** start of Available records **

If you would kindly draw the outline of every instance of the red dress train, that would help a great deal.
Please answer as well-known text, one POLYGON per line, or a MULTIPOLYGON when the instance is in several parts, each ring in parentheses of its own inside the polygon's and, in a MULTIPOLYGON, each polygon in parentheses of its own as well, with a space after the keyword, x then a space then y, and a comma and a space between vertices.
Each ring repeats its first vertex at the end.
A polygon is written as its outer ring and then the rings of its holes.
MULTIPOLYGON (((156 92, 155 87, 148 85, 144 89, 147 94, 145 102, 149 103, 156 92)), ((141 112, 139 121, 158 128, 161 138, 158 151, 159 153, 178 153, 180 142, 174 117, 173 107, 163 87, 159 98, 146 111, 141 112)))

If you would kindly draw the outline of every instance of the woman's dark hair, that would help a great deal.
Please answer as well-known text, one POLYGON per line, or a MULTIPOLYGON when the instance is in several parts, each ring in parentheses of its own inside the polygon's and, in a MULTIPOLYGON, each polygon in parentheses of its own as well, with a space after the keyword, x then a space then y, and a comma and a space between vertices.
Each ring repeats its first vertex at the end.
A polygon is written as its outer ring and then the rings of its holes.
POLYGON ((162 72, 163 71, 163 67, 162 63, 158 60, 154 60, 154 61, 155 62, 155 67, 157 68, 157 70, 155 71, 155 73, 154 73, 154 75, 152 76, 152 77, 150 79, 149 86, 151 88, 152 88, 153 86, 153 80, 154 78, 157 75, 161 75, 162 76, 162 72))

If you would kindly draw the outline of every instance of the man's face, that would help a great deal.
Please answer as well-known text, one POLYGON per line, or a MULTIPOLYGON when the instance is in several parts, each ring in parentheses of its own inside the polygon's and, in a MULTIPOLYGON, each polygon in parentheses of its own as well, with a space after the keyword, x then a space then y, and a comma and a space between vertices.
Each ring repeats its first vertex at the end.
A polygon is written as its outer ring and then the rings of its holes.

** end of Available records **

• **What is required**
Set down every one of the records above again, word for word and line for line.

• **Result**
If you would kindly draw the outline of every instance of the red dress train, that would help a great deal.
Please answer as well-known text, one POLYGON per line, or a MULTIPOLYGON when the instance is in several parts, each ring in parentheses of its own inside the polygon's and, in a MULTIPOLYGON, each polygon in parentheses of its own as well, with a space after the keyword, x then a space then y, and a comma and a space between vertices.
Each ring repeats its first vertex at the end.
A polygon is written as its outer ring and then the rings of its holes.
MULTIPOLYGON (((156 92, 155 87, 148 85, 144 89, 147 94, 145 102, 149 103, 156 92)), ((141 112, 139 121, 158 128, 161 138, 158 151, 159 153, 178 153, 180 142, 174 117, 173 107, 163 87, 159 98, 146 111, 141 112)))

If you would kindly draw the outline of every instance of the woman's dark hair, that would help a great deal.
Please answer as well-known text, one POLYGON per line, or a MULTIPOLYGON when the instance is in several parts, each ring in parentheses of its own inside the polygon's and, in a MULTIPOLYGON, each polygon in parentheses of its own as well, with a space after the keyword, x then a space then y, and a comma and a space between vertices.
Each ring repeats its first vertex at the end.
A polygon is written as its outer ring and then the rings of its holes.
POLYGON ((162 72, 163 71, 163 67, 162 63, 158 60, 154 60, 154 61, 155 62, 155 67, 157 68, 157 70, 155 71, 155 73, 154 73, 154 75, 152 76, 152 77, 150 79, 149 86, 151 88, 152 88, 153 86, 153 80, 154 78, 157 75, 161 75, 162 76, 162 72))

If you would kindly draw the outline of every instance of the man's face, that would help a great deal.
Please answer as well-known text, one POLYGON per line, or a MULTIPOLYGON when the instance is in several parts, each ring in parentheses of its own inside the polygon's and, in a MULTIPOLYGON, each polygon in parentheses of its own as well, with a space after the keyword, x then a space then y, and a comma and a space between vertices.
Each ring repeats its first vertex at the end.
A polygon is written as its outer ring and then the rings of its holes.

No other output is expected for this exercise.